= Work instruction =
Could you please retype the records exactly, minus their pictures?

= Provided data =
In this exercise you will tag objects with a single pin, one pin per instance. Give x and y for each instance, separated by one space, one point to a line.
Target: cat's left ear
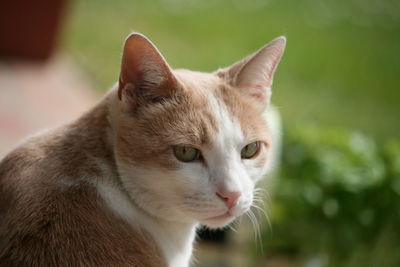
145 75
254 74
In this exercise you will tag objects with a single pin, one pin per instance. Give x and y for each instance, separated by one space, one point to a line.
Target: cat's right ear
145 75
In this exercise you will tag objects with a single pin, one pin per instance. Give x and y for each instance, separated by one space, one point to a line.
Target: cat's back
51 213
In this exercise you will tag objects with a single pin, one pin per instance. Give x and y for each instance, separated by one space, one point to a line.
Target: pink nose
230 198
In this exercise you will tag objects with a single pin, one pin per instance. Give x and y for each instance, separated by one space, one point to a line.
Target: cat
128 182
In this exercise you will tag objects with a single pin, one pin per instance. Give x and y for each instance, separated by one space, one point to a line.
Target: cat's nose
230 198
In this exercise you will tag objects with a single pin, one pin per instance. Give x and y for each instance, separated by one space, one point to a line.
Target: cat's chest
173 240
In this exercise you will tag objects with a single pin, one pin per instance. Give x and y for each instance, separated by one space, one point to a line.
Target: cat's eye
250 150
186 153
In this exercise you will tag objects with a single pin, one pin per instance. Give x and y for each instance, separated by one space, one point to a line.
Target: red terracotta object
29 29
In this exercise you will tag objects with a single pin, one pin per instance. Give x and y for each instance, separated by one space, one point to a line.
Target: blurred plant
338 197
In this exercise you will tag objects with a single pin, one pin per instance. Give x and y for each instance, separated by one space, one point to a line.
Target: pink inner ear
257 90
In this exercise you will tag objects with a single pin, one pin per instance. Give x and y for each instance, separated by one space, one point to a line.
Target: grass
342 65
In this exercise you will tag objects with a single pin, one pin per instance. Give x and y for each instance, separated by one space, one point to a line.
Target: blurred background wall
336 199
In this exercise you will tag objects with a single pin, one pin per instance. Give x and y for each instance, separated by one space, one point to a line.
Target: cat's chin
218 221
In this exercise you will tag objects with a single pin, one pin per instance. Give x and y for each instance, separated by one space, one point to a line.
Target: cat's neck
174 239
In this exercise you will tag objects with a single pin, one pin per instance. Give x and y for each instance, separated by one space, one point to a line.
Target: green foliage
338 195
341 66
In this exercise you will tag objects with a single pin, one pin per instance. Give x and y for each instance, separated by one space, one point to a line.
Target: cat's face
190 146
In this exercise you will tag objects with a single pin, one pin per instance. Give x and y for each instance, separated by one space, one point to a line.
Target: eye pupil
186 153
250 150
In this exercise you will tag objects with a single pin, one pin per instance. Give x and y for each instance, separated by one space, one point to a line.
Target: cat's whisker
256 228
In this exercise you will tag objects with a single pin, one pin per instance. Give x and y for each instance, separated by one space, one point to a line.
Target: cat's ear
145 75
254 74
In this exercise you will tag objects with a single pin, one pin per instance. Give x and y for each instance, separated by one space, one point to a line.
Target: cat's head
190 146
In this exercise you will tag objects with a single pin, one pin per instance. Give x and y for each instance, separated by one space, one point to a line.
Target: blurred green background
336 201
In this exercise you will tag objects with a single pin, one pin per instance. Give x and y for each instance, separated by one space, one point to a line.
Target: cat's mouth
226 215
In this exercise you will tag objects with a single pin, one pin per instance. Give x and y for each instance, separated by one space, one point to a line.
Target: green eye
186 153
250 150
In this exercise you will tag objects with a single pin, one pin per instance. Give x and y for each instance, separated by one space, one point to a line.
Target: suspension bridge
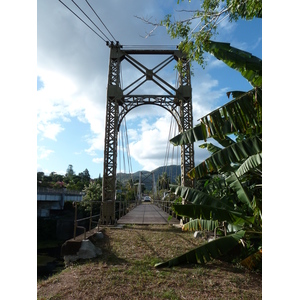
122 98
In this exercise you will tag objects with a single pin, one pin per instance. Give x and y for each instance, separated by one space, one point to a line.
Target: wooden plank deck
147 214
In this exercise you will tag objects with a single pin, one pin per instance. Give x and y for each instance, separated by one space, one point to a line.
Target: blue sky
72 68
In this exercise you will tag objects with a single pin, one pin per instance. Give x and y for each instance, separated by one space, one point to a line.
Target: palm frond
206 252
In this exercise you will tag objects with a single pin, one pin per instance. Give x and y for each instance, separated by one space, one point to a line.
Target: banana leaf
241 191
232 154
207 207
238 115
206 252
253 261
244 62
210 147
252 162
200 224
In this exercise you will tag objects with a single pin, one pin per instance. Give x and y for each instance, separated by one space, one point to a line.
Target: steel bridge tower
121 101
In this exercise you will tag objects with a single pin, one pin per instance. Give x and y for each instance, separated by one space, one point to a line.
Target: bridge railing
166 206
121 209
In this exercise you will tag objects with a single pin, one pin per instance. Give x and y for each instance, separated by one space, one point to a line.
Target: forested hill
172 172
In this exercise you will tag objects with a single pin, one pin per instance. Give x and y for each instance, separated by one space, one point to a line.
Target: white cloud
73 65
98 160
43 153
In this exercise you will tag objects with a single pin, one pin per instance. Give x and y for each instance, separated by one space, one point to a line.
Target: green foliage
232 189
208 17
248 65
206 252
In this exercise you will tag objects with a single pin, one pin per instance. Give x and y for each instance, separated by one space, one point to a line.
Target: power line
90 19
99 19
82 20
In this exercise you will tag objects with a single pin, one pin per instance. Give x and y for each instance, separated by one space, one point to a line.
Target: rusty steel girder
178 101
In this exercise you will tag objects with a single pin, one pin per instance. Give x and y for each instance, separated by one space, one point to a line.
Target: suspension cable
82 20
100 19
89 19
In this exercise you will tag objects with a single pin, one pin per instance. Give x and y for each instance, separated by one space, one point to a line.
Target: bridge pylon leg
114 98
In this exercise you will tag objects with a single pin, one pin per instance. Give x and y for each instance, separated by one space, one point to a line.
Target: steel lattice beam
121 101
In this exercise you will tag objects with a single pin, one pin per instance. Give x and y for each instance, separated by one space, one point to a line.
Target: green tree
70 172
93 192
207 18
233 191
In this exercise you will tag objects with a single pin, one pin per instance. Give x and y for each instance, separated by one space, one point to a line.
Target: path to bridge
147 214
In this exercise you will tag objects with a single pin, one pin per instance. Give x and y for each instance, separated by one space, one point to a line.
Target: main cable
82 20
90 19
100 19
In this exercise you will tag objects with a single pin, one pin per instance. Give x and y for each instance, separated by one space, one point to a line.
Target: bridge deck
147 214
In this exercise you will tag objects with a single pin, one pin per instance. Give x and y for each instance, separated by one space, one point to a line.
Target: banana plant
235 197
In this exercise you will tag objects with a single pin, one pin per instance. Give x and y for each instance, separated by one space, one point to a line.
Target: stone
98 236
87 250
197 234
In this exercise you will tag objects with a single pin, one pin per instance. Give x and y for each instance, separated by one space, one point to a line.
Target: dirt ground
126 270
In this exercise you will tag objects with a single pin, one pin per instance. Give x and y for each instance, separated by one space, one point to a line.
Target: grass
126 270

= Your response =
In this exercise you will tag objects with a single pin, one pin per instance. Give x and y for each instance, separated by one space, one point to a line.
Target: cat's left ear
145 75
254 74
In this exercise you will tag objects with a single pin, one pin per instance. Give x and y for each instance, separated by one space, one point to a line.
Target: cat's right ear
145 75
In this exercise you will tag objects with a single pin, one pin per instance. Give x and y for each instance, separated by one space, one point to a line.
Target: cat's back
51 213
In this exercise you will tag objects with a single pin, one pin per instance. Give x and y for each instance, separated by one space, one point to a line.
Target: pink nose
230 198
In this exercise you will tag objects with a single pin, one pin per instance. Give x and y for each instance, separated by one space, one point to a line.
Target: cat
128 182
In this exercise you will tag objects with a single pin, one pin per instance. Give x and y for each instance, separated by one space, one point to a line.
Target: cat's nose
230 198
In this exercise you will tag objects with a single pin, one pin per instance. Give x and y for each instance, separated by one space, one point to a line.
Target: cat's chest
173 240
In this exercise you will tag objects with a single pin, one pin per instance. Give x and y for each instance, separated by one space, one point to a line.
Target: cat's eye
250 150
186 153
In this exercise you will tag objects with a single pin, one pin per instance. Give x and y for each instance, separated by one space, one point to a line.
Target: red terracotta object
29 29
In this exercise you will tag objects with a single pin, one pin per instance. Give x and y for each instance, separated by one space, one point to a line.
Target: blurred plant
338 197
In this exercise you will tag objects with a single pin, one pin per instance. Give x and y for each instance, separated by one space, one point to a line.
Target: pink inner ear
257 90
In this exercise you will tag objects with a single pin, one pin per instance. Give x and y for each instance, separated by one space, one point to a line.
Target: grass
342 65
In this exercise you will tag objects with a single pin, one pin per instance. Give x and y for each instance, separated by one space, one point to a line.
Target: blurred background wall
336 199
In this exercise you will tag objects with a single pin, one pin per instance. Give x and y for each instance, separated by one space, one point to a line.
Target: cat's chin
218 221
In this exercise you will tag objects with a single pin, one pin per instance. Give x and y for each instance, separated by one space, one point to a line.
Target: cat's neck
174 239
In this exercise you will tag objects with a single pin, one pin per instance. Give x and y for each instance, separated by one space, one point to a line.
Target: green foliage
338 195
341 66
In this exercise you will tag objects with a single pin, one pin per instance. Give x and y for each instance, separated by one space, one point to a line.
Target: cat's face
190 146
In this exercise you will tag objects with a single pin, one pin per instance. Give x and y for each instance, separated by one space, one point to a line.
Target: eye pupil
186 153
250 150
In this exercise you will tag objects with a single pin, one pin per instance. Give x and y for each instance, separated by one space, one point to a line.
Target: cat's whisker
256 228
In this exercise you will tag objects with a single pin, one pin per instance. Give x and y for each instance, separated by one space, one point to a line.
Target: cat's ear
145 75
254 74
In this exercise you will tag objects with a single pin, one pin per instance. Give x and y for each instance, separated by one space, one point to a line.
Target: cat's head
190 146
In this exercise you will tag objects with a single pin, one pin per instance. Give x and y for each instance, separated by one space, one point to a line.
Target: blurred green background
336 201
In this exercise you will tag objects with a single pin, one pin per instance. Give x and y for each instance, separated by one space, one point to a line.
Target: cat's mouth
226 215
In this exercise you will tag objects with a single pin, one pin per instance. Give x and y for each instance, separated by one space, one point to a line.
Target: green eye
186 153
250 150
In this exercise you will tag objects with a single pin, one pin per instance. Give x and y for each instance, separated by one space, one point to a line.
Target: suspension bridge
122 98
In this exercise you will tag objects with a single pin, one pin per instance. Give x and y for each instance, separated by one space, one point to a line.
Target: wooden plank deck
147 214
In this exercise you will tag objects with a single pin, one pin per instance. Give x and y for each instance, separated by one space, one point to a line.
Target: blue sky
72 68
In this exercise you will tag objects with a single pin, one pin per instance. Give x and y for each instance, separated by one space, one point to a line.
Target: palm frond
206 252
In this exercise you will tag objects with a single pin, one pin per instance. Give x and y for each instance, separated by one space, one point to a line.
Target: banana leaf
241 191
232 154
207 207
238 115
206 252
253 261
244 62
210 147
252 162
200 224
In this exercise you will tag objects with a single pin, one pin per instance. Give x and y for each instance, separated by one space, one point to a line.
Target: steel bridge tower
121 101
In this exercise you will tag objects with a single pin, one pin per instance. Give x and y for each instance, separated by one space, one point to a line.
Target: bridge railing
166 206
121 209
In this exercise you will tag objects with a single pin, one pin per instance. Give x and y for each instance, separated by one space, one point to a line.
Target: forested hill
172 172
In this exercise you will tag objects with a single pin, one pin per instance. Give x and y for each instance, separated by one space, one point to a line.
Target: white cloud
73 65
98 160
43 153
In this exercise you will tag objects with a single pin, one pin per instance. Give x and y for each instance, separated by one space, one point to a line.
Target: green foliage
232 189
208 17
248 65
206 252
In this exercise you will tag objects with a single pin, one pin per instance. Give x and y for each instance, separated by one space, one point to a line.
Target: power line
90 19
99 19
82 20
In this exercise you will tag objects with a single pin, one pin per instance. Give x and y for each instance, separated by one space, one point to a line.
Target: rusty steel girder
178 101
In this exercise you will tag objects with a single pin, one pin per instance. Give x and y for each instance, separated by one space, one point to a line.
Target: suspension cable
82 20
100 19
89 19
In this exercise you will tag objects with a single pin, one pin per instance. Give x and y for each instance, separated by one space, one point to a line.
Target: bridge pylon leg
114 98
In this exercise you will tag objects with a single pin, one pin per instance. Give x and y for each instance, separated by one space, one point to a line.
Target: steel lattice beam
121 101
In this exercise you will tag objects with a single pin, one pin per instance. Give x and y for each instance, separated by one space, one point to a line.
Target: green tree
70 172
93 192
207 18
233 191
In this exercise you will tag objects with a single pin, one pin per instance. Give x and y for each instance, separated by one space, one point to a line.
Target: path to bridge
147 214
In this exercise you will tag objects with a single pin, one pin per instance. Give x and y for each instance, separated by one space, one point to a line.
Target: main cable
82 20
90 19
100 19
In this exercise you will tag objects with a single pin, one pin per instance. Give x and y for each instance, separated by one space, one point to a line.
Target: bridge deck
147 214
In this exercise you will tag objects with a single pin, one pin per instance. Give x and y for each instance, separated by one space, one point to a line.
Target: banana plant
235 197
In this exercise you will tag objects with a single pin, one pin per instance. Give x and y for each instance, separated by one space, one point to a line.
Target: stone
98 236
87 250
197 234
In this exercise you will tag objects with a single pin, one pin per instance. Give x and y for each instance, separated by one space, one point to a line.
Target: dirt ground
126 270
In this exercise you will tag objects with a single pin, one pin per instance. Give x and y for each instance, separated by one space, one point to a line.
Target: grass
126 270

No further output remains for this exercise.